> Exercise task
Rewrite all the entries below, requests included, and shift each coordinate in the answers by adding 38 to every number.

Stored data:
++++

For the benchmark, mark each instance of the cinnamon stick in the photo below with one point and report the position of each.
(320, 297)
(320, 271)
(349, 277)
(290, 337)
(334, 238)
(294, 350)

++++

> Answer to the task
For the benchmark, mark each instance of the cinnamon stick in the photo below with one point and report the position of each.
(358, 335)
(358, 309)
(387, 315)
(328, 375)
(372, 276)
(332, 388)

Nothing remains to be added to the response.